#### [PROVIDED PASSAGE]
=== Begin Enclosure ===

Saturday, March 24, 2012

Mean Girl?

I've been mulling over the topic of negative reviews—both the writing of them and the receiving of them—for a while now, wondering if I really wanted to address the issue and just how many people I might offend in the process. Then, I thought, "What the heck?" I'm known in the book blogosphere for telling it like it is, so why shy away now? Here you have it, then, my unfiltered opinion on a subject that affects all authors and reviewers: negative reviews.

First of all, I have to say that we book bloggers do what we do because we love books. We love reading them, we love promoting them, and we especially love discussing them with friends, family, neighbors, even random strangers at the dentist's office. We spend our free time (because, remember, no one's paying us to do this) analyzing what we read so that we can spend even more of our free time typing up a review, replying to reader comments and emailing links around to authors/publishers/publicists. Doing this takes time. Lots of time. Time that could be spent on family, friends, sleep, housework or myriad other things. Why would anyone do such a thing? Simple: We love books.

=== End Enclosure ===

#### [DATA]
=== Begin Enclosure ===

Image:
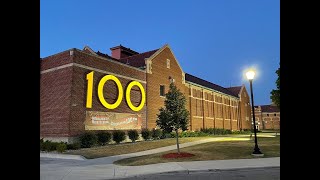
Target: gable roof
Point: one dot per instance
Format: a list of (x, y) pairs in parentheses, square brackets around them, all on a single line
[(160, 50), (269, 108), (235, 90), (138, 59), (208, 84), (105, 55), (135, 60)]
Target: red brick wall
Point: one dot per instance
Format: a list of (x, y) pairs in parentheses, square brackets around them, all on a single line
[(55, 96), (63, 92), (160, 76)]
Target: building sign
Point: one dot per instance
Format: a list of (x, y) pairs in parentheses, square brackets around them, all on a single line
[(96, 120), (103, 80)]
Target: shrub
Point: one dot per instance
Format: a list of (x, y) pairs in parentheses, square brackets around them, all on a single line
[(133, 135), (118, 136), (88, 140), (61, 147), (146, 134), (165, 135), (74, 146), (49, 146), (156, 133), (103, 138)]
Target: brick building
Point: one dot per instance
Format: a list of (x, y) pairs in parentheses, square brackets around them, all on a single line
[(84, 90), (267, 117)]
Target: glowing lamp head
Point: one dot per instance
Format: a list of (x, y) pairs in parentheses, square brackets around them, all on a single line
[(250, 74)]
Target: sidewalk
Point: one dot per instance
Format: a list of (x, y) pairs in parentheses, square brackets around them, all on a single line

=== End Enclosure ===

#### [THINGS TO DO]
1. According to the book-blogging post, why do book bloggers do what they do?
2. Who does the book-blogging post say bloggers especially love discussing books with? List each one.
3. In the book-blogging post, rename "negative reviews" to "critical reviews" in everything from "Saturday, March 24, 2012" down to "reviewers: negative reviews.".
Answer using nothing but the book-blogging post.

#### [ANSWERS FOR THIS EXERCISE]
1. Because they love books.

2.
- friends
- family
- neighbors
- random strangers at the dentist's office

3.
Saturday, March 24, 2012

Mean Girl?

I've been mulling over the topic of critical reviews—both the writing of them and the receiving of them—for a while now, wondering if I really wanted to address the issue and just how many people I might offend in the process. Then, I thought, "What the heck?" I'm known in the book blogosphere for telling it like it is, so why shy away now? Here you have it, then, my unfiltered opinion on a subject that affects all authors and reviewers: critical reviews.